[Records from a data source]
● ● ● ● ● ● ●
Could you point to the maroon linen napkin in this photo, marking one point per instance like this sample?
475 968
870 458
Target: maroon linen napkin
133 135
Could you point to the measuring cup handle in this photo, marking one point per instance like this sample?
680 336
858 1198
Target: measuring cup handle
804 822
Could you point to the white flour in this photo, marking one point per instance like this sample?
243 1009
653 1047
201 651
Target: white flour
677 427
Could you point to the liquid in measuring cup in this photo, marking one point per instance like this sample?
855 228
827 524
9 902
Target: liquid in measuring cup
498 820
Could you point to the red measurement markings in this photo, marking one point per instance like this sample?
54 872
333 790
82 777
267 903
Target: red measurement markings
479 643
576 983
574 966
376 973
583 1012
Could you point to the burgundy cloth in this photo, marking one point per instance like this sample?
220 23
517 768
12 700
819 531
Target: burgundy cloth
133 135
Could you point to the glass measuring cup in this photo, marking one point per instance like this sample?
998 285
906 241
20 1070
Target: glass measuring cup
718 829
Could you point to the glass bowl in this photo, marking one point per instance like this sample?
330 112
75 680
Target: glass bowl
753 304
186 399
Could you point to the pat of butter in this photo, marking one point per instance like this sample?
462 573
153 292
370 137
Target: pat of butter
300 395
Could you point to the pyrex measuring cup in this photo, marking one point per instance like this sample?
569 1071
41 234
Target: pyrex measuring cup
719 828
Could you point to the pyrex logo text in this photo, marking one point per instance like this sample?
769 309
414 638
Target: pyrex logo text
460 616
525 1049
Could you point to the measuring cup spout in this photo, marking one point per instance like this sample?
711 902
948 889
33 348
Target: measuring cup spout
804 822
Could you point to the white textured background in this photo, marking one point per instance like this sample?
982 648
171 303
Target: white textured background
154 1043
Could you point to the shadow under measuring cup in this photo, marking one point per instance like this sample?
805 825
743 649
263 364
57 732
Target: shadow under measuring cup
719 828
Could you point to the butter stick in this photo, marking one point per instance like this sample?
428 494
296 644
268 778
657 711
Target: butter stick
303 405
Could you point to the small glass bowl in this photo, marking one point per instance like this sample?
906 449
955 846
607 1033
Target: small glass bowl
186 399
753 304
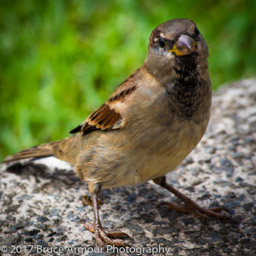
● ● ● ● ● ● ●
What the task requires: Collect every line of the records above that contains the string "measuring", treating uppercase and lowercase as different.

Solution for this problem:
Could you point to the measuring cup handle in this photo, marking one point per instance like this sample?
Target: measuring cup handle
Could you point to the liquid in measuring cup in this photo, marking one point per instance like this sample?
Target: liquid in measuring cup
Could you point to the glass measuring cup in this photo, marking one point per instance like this sample?
Target: glass measuring cup
Could you point to the pyrex measuring cup in this photo, marking one point per instance like this sample?
Target: pyrex measuring cup
Could you point to the measuring cup spout in this photo, marking one point per instance like this sample?
Target: measuring cup spout
Could you point to the shadow under measuring cup in this photo, marking one point per instance like this sample?
Target: shadow under measuring cup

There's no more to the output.